>> Begin Extracted text

It would have been obvious to one of ordinary skill in the art before the effective filing date of the claimed invention to modify the combination of Kobayashi and Chase to include the feature of: determining a virtual lane based on a center line to which the driver has driven, wherein the centerline extends at least to a back end of a preceding target vehicle, as taught by Kim ’492, to yield the claim limitation at issue with a reasonable expectation of success because this feature is useful for “providing information about a lane on which a vehicle is located to assist a driver with driving operations or for an ADS to safely control the vehicle in an environment where obstructions exist.” (Kim ’492, ¶ 7.) Moreover, Kim ’492’s centerline geometry reflects the centerline that the combination of Kobayashi and Chase would yield as discussed above – namely, that Kobayashi-Chase would necessarily yield a centerline from a front of a vehicle to a rear of leading vehicle. Hence, one of ordinary skill in the art would have recognized that Kim ’492’s explicit centerline geometry aligns with what Kobayashi and Chase put forth.

>> End Extracted text
>> Begin Dataset extract

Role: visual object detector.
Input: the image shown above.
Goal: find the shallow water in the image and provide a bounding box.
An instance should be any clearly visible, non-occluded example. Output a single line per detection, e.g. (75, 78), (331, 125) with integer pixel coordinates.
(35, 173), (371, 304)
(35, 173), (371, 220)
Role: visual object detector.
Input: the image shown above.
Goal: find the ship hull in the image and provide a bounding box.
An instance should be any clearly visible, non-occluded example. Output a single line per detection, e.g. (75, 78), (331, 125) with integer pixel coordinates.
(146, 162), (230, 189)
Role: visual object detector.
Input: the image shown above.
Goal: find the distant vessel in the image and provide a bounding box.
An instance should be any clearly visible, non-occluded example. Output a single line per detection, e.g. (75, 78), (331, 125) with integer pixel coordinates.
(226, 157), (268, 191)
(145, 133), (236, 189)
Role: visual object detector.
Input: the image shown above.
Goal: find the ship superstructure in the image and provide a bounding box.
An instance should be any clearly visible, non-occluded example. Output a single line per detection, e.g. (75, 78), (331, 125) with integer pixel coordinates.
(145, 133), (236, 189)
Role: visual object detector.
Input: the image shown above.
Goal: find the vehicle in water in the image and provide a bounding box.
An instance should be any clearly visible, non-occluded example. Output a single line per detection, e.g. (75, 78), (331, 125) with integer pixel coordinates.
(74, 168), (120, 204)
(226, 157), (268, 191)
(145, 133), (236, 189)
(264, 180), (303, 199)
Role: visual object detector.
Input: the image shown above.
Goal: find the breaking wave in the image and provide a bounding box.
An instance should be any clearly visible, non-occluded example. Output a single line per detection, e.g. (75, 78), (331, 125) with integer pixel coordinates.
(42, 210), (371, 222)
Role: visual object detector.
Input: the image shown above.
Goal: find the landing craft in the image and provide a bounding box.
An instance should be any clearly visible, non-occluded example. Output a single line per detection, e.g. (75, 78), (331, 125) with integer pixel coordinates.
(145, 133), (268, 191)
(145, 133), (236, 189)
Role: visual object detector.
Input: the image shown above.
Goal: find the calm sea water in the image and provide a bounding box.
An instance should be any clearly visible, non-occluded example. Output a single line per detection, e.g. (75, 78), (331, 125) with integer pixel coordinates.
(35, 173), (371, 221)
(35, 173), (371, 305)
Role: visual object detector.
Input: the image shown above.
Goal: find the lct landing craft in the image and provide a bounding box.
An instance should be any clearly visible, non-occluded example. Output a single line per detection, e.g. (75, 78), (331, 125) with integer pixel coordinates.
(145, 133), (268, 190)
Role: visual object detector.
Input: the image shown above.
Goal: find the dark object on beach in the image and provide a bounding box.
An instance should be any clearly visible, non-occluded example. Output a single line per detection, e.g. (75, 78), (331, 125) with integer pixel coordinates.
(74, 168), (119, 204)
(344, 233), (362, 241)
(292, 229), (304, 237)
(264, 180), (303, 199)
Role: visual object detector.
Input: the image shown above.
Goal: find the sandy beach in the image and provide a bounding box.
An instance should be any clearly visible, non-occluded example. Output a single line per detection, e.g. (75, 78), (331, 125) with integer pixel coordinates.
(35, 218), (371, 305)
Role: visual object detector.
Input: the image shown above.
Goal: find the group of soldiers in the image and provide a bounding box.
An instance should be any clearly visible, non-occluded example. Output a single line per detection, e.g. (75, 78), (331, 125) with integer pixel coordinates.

>> End Dataset extract

Problem to work on: Reproduce the full passage on modifying the Kobayashi and Chase combination with the centerline feature from Kim ’492, word for word.

Problem solution:
It would have been obvious to one of ordinary skill in the art before the effective filing date of the claimed invention to modify the combination of Kobayashi and Chase to include the feature of: determining a virtual lane based on a center line to which the driver has driven, wherein the centerline extends at least to a back end of a preceding target vehicle, as taught by Kim ’492, to yield the claim limitation at issue with a reasonable expectation of success because this feature is useful for “providing information about a lane on which a vehicle is located to assist a driver with driving operations or for an ADS to safely control the vehicle in an environment where obstructions exist.” (Kim ’492, ¶ 7.) Moreover, Kim ’492’s centerline geometry reflects the centerline that the combination of Kobayashi and Chase would yield as discussed above – namely, that Kobayashi-Chase would necessarily yield a centerline from a front of a vehicle to a rear of leading vehicle. Hence, one of ordinary skill in the art would have recognized that Kim ’492’s explicit centerline geometry aligns with what Kobayashi and Chase put forth.